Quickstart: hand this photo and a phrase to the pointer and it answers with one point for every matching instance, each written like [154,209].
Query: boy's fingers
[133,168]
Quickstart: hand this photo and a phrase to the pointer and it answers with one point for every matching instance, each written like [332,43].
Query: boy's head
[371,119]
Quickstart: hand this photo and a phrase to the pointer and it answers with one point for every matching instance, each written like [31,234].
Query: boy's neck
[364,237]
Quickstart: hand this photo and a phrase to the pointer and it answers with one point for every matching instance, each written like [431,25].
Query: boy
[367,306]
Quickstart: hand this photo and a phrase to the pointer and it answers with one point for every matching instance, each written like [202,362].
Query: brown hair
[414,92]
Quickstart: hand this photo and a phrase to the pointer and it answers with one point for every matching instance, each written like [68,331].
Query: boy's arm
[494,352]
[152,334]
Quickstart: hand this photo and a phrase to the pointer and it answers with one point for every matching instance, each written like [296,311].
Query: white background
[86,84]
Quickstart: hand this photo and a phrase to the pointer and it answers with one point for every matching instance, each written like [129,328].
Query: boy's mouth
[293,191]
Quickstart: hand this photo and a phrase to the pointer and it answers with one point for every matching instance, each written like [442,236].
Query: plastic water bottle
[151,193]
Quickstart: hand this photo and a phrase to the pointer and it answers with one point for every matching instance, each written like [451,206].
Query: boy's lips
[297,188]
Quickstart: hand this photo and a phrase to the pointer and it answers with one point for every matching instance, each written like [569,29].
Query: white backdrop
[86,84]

● ● ● ●

DIRECTIONS: Restate the material exactly as given.

OUTPUT FOR THIS TASK:
Quickstart: hand this photo and a phrase to the pointer and it answers with one point for every matching instance, each written like [154,209].
Query: boy's fingers
[133,168]
Quickstart: hand this photo and a phrase to the pointer and it answers with one point for every matching instance, each written like [332,43].
Query: boy's head
[371,119]
Quickstart: hand this photo and a phrase to the pointer and it answers with one point for every matching instance, each written like [31,234].
Query: boy's neck
[364,237]
Quickstart: hand this photo and a phrase to the pointer and it answers with one point for every matching instance, each written like [431,25].
Query: boy
[367,306]
Quickstart: hand this photo and a phrase to the pointer and it answers with one point for every matching instance, each written like [202,362].
Query: brown hair
[414,92]
Quickstart: hand this photo and a phrase to the pointer and it answers with one point for every matching instance, each written like [68,331].
Query: boy's arm
[494,352]
[152,334]
Quickstart: hand this photo and a phrase to the pointer and it answers with one point for every matching instance, each written like [296,311].
Query: white background
[86,84]
Quickstart: hand this photo and a phrase to the pointer and it answers with one point for every matching instance, each written like [129,328].
Query: boy's mouth
[293,191]
Quickstart: hand this photo and a phrase to the pointer and it answers with one point for every matching instance, each written like [442,236].
Query: plastic water bottle
[151,193]
Quickstart: hand this photo and a phrase to the pointer and it answers with one point for every matching instance, each written like [451,206].
Query: boy's lips
[297,188]
Quickstart: hand this photo and a phrase to the pointer and it answers with one point for every matching instance, each written like [569,29].
Query: white backdrop
[86,84]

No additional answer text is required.